#### TASK:
Run through the records and, wherever a line holds the word "basketball", return that line.

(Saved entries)
┌────────

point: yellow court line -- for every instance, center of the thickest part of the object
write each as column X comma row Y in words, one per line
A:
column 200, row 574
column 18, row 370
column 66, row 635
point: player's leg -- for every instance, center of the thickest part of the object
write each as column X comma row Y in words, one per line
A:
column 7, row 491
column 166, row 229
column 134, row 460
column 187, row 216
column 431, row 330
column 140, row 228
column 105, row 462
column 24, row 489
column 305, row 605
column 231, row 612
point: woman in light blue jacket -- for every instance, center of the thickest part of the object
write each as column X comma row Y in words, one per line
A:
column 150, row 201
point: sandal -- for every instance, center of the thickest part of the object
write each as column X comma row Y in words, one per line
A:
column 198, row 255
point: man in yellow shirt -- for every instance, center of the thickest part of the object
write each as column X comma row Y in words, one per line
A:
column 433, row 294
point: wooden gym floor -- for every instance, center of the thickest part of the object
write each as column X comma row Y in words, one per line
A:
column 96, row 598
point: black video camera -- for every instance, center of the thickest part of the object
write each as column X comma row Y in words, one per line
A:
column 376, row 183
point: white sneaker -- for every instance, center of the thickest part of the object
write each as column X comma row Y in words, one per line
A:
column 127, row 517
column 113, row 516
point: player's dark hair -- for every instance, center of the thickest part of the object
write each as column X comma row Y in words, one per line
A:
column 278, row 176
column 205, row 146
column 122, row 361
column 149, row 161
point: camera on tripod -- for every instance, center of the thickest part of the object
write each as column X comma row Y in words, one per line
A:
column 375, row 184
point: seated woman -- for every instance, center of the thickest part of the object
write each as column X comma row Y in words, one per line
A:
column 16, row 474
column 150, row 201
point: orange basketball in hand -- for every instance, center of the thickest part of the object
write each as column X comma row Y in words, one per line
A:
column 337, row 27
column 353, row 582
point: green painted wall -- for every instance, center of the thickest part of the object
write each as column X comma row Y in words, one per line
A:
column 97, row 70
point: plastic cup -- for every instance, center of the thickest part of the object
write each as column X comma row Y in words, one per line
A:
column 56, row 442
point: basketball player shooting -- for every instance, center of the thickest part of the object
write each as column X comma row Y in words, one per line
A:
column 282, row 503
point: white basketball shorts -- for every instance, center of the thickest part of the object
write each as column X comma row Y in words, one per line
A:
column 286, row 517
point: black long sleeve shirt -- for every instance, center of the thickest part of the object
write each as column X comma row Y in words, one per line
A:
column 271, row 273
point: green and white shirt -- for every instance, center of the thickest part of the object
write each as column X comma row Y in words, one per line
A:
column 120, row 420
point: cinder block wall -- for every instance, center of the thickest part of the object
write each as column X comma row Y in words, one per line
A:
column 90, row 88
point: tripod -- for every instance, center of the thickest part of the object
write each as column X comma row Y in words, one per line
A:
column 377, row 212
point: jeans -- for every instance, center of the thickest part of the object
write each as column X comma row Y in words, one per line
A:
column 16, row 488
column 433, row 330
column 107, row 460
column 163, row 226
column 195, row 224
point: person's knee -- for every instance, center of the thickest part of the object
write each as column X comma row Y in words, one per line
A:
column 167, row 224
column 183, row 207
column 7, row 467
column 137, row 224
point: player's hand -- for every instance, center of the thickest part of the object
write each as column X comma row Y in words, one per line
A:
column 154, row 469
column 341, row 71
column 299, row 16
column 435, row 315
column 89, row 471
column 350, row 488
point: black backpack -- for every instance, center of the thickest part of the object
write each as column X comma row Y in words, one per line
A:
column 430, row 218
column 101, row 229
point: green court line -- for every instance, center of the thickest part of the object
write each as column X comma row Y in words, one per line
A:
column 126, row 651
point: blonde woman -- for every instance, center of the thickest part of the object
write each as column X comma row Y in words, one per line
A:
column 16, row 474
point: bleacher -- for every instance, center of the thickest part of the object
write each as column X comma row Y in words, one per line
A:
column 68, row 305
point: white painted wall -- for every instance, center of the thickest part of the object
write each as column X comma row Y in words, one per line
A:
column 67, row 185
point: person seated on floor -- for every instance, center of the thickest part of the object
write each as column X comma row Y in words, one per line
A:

└────────

#### THE ANSWER:
point: orange basketball in hand -- for every instance, center of the thickest part of the object
point: basketball player shooting -- for every instance, center of the thickest part of the object
point: white basketball shorts -- for every instance, center of the thickest part of the object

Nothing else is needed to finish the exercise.